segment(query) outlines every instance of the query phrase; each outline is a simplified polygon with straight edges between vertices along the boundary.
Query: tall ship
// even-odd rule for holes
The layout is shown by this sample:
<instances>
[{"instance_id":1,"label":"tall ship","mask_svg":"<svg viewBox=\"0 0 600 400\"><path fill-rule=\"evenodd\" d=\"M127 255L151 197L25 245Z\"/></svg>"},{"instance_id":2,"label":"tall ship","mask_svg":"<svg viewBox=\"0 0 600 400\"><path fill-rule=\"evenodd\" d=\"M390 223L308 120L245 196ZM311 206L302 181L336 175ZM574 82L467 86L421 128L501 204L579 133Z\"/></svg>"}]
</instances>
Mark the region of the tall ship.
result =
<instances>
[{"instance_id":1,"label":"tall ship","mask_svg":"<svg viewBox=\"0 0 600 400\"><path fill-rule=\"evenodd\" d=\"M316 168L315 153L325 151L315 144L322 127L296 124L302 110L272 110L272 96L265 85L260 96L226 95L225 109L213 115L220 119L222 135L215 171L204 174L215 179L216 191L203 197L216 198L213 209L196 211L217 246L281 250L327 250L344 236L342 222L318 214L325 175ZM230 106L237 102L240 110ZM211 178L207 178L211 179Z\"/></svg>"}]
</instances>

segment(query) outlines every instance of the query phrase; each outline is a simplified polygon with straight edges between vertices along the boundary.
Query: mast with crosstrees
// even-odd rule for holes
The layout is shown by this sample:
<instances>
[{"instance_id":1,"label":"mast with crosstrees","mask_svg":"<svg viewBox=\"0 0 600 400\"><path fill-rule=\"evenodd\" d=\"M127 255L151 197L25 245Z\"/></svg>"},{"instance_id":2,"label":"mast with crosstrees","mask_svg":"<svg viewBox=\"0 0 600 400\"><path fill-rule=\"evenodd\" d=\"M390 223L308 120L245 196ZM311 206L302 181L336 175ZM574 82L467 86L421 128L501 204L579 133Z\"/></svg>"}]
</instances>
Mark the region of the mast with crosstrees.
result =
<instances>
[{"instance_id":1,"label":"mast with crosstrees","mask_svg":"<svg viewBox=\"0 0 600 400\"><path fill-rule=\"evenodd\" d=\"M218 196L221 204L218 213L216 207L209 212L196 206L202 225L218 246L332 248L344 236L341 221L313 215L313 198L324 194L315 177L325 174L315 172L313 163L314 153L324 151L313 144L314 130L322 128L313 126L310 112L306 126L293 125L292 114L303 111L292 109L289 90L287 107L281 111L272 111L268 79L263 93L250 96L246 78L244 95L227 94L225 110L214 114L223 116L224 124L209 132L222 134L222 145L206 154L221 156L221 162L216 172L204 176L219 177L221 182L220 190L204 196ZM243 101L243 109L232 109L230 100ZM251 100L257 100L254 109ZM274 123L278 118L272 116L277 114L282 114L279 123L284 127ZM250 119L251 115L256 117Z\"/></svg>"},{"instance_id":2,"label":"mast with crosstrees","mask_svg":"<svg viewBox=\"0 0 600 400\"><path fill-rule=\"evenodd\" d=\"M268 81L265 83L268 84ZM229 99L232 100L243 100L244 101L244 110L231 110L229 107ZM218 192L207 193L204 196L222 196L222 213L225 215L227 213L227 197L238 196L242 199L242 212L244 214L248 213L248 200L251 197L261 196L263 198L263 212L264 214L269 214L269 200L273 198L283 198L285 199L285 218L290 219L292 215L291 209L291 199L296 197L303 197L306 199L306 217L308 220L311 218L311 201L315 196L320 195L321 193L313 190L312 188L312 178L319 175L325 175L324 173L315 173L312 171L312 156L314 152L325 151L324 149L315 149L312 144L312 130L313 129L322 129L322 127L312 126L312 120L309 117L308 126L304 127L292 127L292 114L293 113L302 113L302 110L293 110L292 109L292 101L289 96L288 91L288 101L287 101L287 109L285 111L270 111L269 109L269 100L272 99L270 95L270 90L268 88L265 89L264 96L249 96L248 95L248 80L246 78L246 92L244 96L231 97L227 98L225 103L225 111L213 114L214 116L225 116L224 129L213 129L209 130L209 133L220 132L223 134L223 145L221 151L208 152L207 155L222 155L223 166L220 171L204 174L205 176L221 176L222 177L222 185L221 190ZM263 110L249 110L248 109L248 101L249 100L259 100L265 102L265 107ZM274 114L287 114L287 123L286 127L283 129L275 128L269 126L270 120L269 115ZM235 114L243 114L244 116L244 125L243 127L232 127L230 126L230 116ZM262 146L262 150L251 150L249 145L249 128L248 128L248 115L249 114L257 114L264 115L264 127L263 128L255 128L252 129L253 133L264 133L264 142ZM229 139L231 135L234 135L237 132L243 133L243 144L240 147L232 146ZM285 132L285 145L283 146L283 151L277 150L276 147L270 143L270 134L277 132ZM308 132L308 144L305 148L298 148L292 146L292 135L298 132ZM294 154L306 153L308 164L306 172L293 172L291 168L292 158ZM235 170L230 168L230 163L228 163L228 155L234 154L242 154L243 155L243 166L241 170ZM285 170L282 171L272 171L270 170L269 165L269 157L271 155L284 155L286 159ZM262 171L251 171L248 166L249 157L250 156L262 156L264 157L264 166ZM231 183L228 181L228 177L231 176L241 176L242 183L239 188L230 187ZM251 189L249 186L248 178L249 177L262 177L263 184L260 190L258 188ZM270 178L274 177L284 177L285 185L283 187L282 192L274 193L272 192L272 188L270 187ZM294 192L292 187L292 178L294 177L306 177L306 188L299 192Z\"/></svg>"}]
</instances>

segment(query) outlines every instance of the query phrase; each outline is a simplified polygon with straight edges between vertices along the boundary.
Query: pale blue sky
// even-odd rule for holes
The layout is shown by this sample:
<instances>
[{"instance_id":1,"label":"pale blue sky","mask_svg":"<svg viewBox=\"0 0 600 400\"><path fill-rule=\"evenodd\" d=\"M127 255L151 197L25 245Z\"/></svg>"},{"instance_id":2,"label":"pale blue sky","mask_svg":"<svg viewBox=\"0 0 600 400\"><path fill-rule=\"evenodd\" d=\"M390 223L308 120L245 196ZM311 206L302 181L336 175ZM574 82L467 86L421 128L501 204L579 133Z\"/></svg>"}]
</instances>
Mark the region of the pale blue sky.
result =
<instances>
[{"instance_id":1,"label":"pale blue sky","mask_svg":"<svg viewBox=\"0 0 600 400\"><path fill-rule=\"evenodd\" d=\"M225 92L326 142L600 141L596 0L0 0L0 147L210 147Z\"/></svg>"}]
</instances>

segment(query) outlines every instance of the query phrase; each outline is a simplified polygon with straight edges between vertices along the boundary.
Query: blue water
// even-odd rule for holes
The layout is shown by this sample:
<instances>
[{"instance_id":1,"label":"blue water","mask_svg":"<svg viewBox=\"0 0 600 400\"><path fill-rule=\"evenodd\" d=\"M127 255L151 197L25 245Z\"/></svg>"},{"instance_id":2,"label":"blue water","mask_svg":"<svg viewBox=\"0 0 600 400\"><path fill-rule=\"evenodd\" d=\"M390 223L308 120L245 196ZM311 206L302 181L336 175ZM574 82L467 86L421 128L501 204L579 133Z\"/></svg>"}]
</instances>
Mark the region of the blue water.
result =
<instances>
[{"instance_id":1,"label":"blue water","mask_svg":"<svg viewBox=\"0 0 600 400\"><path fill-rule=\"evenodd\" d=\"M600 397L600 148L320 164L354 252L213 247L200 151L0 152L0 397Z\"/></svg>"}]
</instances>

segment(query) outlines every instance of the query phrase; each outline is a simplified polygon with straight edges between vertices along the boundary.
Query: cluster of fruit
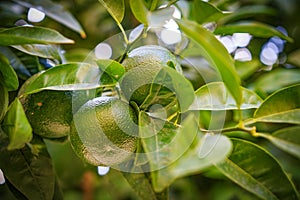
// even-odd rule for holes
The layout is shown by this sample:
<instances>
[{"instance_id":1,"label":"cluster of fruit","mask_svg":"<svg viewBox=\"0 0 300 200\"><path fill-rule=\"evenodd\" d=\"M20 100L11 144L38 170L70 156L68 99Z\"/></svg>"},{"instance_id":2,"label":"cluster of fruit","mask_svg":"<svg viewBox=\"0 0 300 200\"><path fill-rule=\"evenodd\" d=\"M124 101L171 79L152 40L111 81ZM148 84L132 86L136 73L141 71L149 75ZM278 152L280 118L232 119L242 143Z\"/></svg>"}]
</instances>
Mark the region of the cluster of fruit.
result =
<instances>
[{"instance_id":1,"label":"cluster of fruit","mask_svg":"<svg viewBox=\"0 0 300 200\"><path fill-rule=\"evenodd\" d=\"M45 138L70 138L74 151L93 165L116 165L137 148L138 109L149 102L150 90L162 67L182 72L167 49L146 45L133 49L123 60L125 75L119 81L120 96L100 96L74 109L73 91L44 90L25 96L22 103L35 134ZM165 88L168 90L167 88ZM124 99L124 100L122 100ZM170 102L151 101L148 105ZM76 111L76 112L75 112Z\"/></svg>"}]
</instances>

» **WORK TO COMPLETE**:
Pull out every line of the data above that contains the word "region", and copy each of those lines in full.

» **SOLUTION**:
Mark the region of the tall ship.
Mark the region of the mast with crosstrees.
Mark the region of the pale blue sky.
Mark the region of the blue water.
Mark the region of the cluster of fruit.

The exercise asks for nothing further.